> **Selected text**
########
By Elizabeth Gosney
Dave compares girls to baseball teams; he ranks them according to quality and interest. Dave is eager to get married; he makes his intentions known within the first few weeks of acquaintance. Dave is a returned LDS missionary who gives readers his perspective on the dating game in a new young adult novel, 'As Always, Dave' by Jack Weyland.
In the book, Dave Beckstrom returns from his mission to find his high school sweetheart, Abbie, living in New York and dating someone else. In an attempt to win her back, Dave flies to New York and takes a job at a hardware store for the summer. Abbie has changed from a girl who loved Dave to one who relishes mocking him, exploiting his flaws and using him as a fallback when other boys don''t work out. As strange as her behavior is, Dave acts just as badly. Unable to forget Abbie but refusing to be left out of the dating scene, Dave dates two other girls, kisses one of them and calls his parents about the other telling them she''s 'the one.'
At the end of the summer, Dave is more alone than when he moved to New York and quickly sinking into self-pity, selfishness and despair.
Jack Weyland, the author of 'As Always, Dave,' also wrote the popular novel 'Charly' and dozens of others. Nearly everyone in the Mormon community knows 'Charly' starts out happy and ends with a box of tissues. 'As Always, Dave' starts out badly and ends with a smile. Weyland seems to know readers need a little of both.
'As Always, Dave' is an interesting and easy read. Readers turn the page in order to see if Dave ever comes out of the hole he''s dug and succeeds at the dating game. In the end, readers are satisfied that risking paper cuts from 316 pages was worth it.
However, there are attributes of the book to suggest its purpose was not for literary gain but rather to be immediately turned into a chick flick screenplay. The characters are eccentric in word and action - unprovoked, cutting dialogue between friends, misplaced kisses, attempted elopement. The story is set in New York City - the classic city to romanticize anything from dating to hotdogs. And plenty of opportunities for Mormon celebrity cameos - like those in 'The RM' and 'The Singles Ward' - with only a couple lines so as to not expose their lack of theatrical skill (hardware store customers, bishop, family members).
Despite some arguable faults, 'As Always, Dave' is a nice escape in its illustrations of the extreme emotions of LDS dating. From ecstasy to broken-heartedness, it pulls the reader through a myriad of feelings and ends by giving the reader instant gratification for the typically un-gratifying game of dating.
Elizabeth Gosney is a sophomore from Fruita, Colo., majoring in print journalism.
########
Saved entries
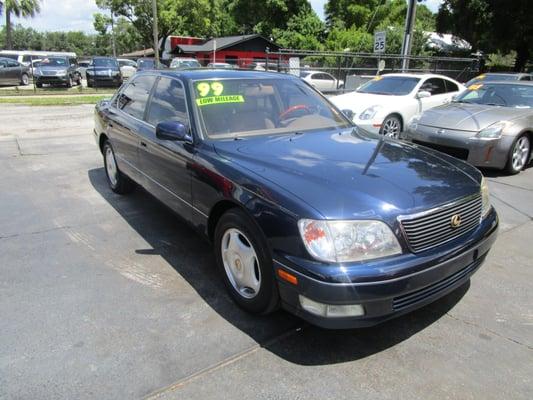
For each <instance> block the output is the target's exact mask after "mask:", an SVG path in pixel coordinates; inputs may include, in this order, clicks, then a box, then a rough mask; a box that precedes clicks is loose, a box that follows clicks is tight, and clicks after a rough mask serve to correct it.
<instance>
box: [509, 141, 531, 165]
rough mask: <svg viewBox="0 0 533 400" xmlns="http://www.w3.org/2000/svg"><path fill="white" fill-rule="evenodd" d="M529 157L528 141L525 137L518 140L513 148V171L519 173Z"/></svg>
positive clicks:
########
> **Required work**
Reproduce word for word the passage of the book review that begins with the words "Despite some arguable" and ends with "game of dating.".

> **Response box**
Despite some arguable faults, 'As Always, Dave' is a nice escape in its illustrations of the extreme emotions of LDS dating. From ecstasy to broken-heartedness, it pulls the reader through a myriad of feelings and ends by giving the reader instant gratification for the typically un-gratifying game of dating.